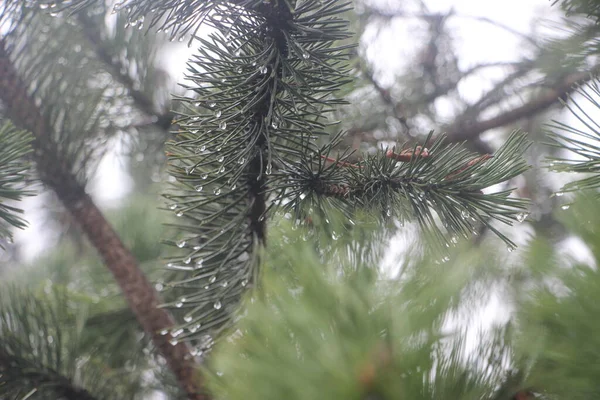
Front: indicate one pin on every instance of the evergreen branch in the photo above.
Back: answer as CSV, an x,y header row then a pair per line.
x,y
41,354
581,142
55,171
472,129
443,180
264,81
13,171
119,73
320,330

* * *

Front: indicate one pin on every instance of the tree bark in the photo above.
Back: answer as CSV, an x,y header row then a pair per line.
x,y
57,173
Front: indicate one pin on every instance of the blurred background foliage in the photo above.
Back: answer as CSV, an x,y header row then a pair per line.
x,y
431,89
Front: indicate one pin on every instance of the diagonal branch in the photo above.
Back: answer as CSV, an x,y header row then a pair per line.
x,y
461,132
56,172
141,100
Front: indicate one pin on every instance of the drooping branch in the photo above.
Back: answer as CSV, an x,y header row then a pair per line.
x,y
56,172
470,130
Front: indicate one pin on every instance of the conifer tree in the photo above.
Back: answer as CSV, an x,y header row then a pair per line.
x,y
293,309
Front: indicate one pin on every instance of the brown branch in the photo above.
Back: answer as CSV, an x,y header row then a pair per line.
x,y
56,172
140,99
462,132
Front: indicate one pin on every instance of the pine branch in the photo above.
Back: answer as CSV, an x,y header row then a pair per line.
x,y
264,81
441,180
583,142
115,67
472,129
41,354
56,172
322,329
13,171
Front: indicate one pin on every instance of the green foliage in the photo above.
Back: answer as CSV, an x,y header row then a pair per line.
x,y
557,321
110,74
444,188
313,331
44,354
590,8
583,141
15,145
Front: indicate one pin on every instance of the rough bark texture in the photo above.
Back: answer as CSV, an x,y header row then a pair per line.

• [What is asked]
From the items above, copy out each line that contains the word "every".

• [Result below]
Front: indicate one pin on every instance of the evergreen branch in the photo above.
Front: indicate one pin on every instance of the tree bark in the photo above.
Front: indicate one pin on every instance of the blurred background foliage in the photo above.
Front: indicate one pin on every instance of the diagonal branch in the photo above.
Front: indicate one pin on every instance of the drooping branch in the photo above.
Front: indicate one pin on every instance of the conifer tree in the photo above.
Front: indicate one pin on every instance of the brown branch in the photo above.
Front: indicate one pin on every instance of the pine branch in the photo above.
Front: indicate one pin on every instance of the green foliage in the photo above.
Front: indicate one pin on every instance of the rough bark texture in the photo above.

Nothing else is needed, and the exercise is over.